**Short exercise**
All lines from the one with "front leg, one line per instance." to the end need to be copied exactly, with nothing before them.

**Records provided**
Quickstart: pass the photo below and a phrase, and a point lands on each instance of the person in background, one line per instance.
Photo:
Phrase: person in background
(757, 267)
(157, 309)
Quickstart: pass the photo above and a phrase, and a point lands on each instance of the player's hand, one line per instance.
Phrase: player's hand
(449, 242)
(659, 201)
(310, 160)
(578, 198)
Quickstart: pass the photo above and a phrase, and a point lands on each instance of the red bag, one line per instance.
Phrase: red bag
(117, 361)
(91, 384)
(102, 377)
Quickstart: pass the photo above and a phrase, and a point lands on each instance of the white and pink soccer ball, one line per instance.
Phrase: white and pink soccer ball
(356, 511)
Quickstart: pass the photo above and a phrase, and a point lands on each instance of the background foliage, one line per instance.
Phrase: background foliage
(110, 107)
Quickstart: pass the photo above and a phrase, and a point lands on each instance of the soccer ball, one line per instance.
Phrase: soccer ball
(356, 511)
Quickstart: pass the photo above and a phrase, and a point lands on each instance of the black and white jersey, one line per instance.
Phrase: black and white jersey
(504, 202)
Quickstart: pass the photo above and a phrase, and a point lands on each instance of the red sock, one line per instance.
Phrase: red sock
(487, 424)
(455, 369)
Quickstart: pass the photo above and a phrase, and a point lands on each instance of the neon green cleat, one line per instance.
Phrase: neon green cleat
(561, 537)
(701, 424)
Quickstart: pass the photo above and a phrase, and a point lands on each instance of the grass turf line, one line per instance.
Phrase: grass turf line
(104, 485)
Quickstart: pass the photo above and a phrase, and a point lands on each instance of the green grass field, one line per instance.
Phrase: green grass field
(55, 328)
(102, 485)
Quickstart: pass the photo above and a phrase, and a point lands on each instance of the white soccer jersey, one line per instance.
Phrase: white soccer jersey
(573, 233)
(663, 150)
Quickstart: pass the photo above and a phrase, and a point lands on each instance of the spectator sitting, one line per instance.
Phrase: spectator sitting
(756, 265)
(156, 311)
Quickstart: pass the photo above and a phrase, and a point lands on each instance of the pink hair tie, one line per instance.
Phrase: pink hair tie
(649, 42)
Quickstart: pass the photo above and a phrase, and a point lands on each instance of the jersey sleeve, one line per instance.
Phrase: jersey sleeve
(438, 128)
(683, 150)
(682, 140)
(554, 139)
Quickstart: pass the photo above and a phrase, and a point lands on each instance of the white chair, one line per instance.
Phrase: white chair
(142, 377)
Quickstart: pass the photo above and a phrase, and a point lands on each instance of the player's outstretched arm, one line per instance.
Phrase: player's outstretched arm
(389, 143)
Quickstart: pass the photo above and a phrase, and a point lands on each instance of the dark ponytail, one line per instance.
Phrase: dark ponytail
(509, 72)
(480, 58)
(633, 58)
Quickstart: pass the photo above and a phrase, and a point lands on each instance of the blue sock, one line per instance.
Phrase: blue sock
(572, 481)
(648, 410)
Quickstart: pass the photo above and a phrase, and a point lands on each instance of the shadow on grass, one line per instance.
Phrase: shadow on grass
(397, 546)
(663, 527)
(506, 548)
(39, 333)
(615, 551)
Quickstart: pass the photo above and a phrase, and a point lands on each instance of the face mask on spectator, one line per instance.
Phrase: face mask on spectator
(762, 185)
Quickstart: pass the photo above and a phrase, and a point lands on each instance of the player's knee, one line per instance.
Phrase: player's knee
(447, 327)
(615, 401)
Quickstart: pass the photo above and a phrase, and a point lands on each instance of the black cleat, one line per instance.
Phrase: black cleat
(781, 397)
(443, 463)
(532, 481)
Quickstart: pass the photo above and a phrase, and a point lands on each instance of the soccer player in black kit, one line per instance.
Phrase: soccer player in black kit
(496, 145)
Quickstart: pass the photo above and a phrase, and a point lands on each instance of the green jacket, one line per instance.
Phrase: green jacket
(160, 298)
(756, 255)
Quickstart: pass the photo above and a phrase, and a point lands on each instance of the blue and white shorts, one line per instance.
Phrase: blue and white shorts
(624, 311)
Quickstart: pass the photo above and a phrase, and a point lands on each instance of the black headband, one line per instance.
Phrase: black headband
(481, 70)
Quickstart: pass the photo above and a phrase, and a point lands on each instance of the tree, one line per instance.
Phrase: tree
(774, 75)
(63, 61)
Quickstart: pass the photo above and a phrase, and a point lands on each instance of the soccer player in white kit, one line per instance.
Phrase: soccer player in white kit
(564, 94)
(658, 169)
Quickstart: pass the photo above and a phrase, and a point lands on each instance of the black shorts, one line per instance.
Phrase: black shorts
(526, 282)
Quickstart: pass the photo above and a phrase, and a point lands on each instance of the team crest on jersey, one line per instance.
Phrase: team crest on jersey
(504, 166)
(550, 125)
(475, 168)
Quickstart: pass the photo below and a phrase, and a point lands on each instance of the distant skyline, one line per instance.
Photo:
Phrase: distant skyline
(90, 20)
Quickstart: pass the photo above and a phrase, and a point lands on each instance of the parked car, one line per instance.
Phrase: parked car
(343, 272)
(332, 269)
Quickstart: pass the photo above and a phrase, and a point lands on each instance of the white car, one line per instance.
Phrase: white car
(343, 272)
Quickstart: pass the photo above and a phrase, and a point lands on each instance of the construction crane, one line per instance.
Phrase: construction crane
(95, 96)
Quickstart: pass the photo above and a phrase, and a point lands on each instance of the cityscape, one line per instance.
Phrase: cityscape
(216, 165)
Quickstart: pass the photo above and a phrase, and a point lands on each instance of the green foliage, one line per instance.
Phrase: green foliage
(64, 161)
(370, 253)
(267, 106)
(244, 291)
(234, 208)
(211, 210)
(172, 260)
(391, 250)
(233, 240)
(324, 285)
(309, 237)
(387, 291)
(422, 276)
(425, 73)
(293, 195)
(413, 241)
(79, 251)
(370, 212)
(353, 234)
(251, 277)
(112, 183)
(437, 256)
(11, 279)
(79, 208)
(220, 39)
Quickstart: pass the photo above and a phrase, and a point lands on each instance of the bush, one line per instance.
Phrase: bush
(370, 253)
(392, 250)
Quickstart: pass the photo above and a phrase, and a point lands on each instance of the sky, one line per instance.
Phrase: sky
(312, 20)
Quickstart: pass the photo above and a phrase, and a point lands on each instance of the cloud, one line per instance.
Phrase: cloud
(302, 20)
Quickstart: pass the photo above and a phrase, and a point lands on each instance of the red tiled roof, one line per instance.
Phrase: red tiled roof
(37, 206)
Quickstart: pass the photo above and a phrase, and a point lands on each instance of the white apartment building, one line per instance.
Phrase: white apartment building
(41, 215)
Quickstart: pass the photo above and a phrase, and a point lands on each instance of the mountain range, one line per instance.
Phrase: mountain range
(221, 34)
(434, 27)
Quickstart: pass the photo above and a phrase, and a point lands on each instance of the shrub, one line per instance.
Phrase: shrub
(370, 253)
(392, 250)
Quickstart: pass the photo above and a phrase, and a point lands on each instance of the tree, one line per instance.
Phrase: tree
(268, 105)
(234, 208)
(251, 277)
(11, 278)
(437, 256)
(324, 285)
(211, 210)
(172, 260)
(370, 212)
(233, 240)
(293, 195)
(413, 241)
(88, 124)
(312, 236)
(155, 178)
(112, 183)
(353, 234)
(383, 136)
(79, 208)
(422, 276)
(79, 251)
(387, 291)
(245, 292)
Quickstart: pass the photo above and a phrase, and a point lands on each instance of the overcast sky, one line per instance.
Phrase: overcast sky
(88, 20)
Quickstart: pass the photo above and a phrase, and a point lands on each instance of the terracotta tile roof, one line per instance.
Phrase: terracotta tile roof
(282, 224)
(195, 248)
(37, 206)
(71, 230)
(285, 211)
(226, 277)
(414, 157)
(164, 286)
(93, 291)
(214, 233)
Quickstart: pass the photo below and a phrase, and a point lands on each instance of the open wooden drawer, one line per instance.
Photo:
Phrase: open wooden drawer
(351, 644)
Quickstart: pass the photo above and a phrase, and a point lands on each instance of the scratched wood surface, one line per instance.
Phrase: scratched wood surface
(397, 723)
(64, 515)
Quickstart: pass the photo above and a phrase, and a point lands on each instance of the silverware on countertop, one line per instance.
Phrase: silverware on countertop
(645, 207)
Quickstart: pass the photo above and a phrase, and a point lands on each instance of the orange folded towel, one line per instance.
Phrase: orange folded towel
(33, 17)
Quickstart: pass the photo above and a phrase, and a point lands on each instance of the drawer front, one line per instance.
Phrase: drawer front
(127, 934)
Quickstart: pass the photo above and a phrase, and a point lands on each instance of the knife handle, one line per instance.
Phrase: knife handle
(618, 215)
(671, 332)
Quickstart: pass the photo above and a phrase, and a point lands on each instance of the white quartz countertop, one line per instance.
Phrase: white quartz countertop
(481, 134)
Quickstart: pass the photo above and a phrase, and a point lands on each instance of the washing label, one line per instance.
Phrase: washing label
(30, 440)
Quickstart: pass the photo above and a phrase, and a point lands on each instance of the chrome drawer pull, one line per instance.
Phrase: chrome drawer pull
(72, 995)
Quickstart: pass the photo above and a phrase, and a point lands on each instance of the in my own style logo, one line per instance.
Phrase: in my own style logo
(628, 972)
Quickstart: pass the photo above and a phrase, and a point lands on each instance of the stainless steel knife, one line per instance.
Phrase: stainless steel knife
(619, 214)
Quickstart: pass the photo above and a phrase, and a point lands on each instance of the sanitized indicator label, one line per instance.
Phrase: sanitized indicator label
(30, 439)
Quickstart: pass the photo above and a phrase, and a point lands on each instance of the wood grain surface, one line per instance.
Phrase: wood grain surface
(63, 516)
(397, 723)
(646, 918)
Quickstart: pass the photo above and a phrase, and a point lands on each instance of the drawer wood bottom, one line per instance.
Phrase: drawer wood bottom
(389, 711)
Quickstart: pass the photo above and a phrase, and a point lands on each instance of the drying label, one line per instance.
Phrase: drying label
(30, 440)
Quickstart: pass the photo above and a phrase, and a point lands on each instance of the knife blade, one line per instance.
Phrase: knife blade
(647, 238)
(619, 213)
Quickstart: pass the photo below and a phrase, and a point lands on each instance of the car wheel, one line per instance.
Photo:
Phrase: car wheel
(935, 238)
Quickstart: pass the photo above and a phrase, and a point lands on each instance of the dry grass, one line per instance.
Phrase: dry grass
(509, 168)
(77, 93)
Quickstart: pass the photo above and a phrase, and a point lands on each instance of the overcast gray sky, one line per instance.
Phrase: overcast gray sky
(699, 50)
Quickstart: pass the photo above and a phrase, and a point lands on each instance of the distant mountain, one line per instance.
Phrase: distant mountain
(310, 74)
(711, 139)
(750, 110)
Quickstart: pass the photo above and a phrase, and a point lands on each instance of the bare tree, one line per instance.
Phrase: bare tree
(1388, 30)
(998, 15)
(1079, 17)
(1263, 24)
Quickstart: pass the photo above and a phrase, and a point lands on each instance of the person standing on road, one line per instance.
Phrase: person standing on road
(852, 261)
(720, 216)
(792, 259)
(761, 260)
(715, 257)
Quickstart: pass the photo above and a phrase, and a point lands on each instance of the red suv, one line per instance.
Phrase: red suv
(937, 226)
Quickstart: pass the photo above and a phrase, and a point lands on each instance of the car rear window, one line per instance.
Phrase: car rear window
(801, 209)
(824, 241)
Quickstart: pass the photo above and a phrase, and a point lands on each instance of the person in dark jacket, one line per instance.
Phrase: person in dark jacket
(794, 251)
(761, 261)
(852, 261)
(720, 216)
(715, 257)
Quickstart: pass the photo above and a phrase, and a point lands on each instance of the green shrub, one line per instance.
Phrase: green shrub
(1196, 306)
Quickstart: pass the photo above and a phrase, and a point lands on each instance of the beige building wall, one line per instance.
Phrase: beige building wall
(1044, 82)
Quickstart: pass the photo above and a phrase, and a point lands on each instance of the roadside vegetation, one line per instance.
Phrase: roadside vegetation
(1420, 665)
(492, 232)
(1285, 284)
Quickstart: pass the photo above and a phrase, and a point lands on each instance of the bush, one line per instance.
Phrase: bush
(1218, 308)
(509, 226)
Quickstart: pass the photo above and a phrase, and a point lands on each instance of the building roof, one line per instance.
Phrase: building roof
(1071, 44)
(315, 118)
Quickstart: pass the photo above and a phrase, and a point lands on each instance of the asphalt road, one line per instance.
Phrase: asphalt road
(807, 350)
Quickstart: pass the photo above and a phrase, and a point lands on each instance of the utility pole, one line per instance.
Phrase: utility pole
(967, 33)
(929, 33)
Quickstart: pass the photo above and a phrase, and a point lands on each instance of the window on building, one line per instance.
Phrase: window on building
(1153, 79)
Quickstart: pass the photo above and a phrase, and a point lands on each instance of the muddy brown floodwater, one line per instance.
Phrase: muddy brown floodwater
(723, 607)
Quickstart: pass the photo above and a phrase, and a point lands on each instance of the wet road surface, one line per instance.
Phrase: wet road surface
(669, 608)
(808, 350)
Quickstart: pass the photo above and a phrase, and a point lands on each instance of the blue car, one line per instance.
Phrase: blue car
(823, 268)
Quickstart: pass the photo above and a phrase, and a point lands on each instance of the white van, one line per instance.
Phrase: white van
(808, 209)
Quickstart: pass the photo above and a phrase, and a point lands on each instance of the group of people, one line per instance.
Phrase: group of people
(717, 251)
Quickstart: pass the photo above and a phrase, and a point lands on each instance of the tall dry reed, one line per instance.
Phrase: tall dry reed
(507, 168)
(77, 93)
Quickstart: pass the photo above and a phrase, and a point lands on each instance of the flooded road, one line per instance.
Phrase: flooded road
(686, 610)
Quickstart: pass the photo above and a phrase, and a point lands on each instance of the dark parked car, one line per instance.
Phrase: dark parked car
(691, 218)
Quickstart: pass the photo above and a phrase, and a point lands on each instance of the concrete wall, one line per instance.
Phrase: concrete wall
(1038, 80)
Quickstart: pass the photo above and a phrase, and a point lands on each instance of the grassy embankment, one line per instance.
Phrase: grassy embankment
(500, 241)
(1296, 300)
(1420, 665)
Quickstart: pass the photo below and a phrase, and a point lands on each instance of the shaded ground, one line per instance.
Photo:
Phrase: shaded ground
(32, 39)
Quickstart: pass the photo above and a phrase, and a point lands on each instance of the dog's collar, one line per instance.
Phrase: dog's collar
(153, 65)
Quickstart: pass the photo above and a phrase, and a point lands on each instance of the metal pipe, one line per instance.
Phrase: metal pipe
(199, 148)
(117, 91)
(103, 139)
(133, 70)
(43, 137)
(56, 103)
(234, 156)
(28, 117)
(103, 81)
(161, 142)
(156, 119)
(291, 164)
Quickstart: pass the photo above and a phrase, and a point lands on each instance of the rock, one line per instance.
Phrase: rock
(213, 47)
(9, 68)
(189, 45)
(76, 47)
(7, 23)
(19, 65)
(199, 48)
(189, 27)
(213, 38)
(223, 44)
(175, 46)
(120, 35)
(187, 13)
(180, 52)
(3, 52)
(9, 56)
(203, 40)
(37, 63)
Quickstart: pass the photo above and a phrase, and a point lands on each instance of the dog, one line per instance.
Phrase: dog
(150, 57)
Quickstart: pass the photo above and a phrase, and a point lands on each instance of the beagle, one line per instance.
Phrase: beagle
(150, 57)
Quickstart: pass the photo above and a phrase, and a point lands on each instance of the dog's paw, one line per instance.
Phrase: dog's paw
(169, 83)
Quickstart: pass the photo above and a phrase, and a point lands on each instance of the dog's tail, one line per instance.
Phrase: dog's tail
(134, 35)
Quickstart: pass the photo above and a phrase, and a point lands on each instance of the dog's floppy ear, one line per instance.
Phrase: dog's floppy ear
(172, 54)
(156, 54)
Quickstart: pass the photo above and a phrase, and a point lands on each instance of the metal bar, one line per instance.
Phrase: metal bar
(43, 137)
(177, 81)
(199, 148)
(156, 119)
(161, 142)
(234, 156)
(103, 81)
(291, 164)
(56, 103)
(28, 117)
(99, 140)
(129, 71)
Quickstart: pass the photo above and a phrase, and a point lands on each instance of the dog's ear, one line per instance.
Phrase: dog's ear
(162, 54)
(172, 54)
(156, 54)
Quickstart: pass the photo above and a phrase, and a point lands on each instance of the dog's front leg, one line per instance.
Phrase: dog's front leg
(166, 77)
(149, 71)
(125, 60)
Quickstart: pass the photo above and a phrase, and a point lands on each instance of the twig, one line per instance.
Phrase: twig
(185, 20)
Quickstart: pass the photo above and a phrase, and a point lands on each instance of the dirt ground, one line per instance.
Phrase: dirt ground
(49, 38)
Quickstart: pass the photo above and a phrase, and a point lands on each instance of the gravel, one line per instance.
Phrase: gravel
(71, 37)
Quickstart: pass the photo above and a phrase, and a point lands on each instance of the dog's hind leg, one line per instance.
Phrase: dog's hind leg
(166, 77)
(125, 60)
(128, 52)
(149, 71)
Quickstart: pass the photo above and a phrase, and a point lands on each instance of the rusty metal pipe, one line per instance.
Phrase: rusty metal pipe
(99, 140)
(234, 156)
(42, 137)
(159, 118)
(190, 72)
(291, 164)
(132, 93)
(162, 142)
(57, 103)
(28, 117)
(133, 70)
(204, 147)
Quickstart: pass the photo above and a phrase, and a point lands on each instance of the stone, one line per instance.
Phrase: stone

**Full response**
Quickstart: pass the photo above and a phrase, and a point lands on each instance of the dog's front leg, one line per instance.
Phrase: dog's front leg
(166, 77)
(149, 71)
(125, 60)
Quickstart: pass the photo above and a phrase, and a point lands on each instance of the twig, one line per instance.
Phrase: twig
(185, 20)
Quickstart: pass the photo above and a phrase, and a point lands on each instance of the dirt ground, one line per instance.
Phrase: dirt ground
(49, 38)
Quickstart: pass the photo above and a phrase, and a point lands on each instance of the gravel, one line per instance.
Phrase: gravel
(71, 37)
Quickstart: pass the photo above and a phrase, and a point lands on each instance of the dog's hind leg, one line per instance.
Phrase: dog's hind leg
(166, 77)
(125, 60)
(128, 52)
(149, 71)
Quickstart: pass the photo above and a phrase, and a point lands on each instance of the rusty metal pipe, one line per instance.
Phrase: rusty metal pipe
(99, 140)
(234, 156)
(42, 137)
(159, 118)
(190, 72)
(291, 164)
(132, 93)
(162, 142)
(57, 103)
(28, 117)
(133, 70)
(204, 147)
Quickstart: pass the photo above and a phrase, and a point lands on each instance of the stone, one line per instance.
Phrase: stone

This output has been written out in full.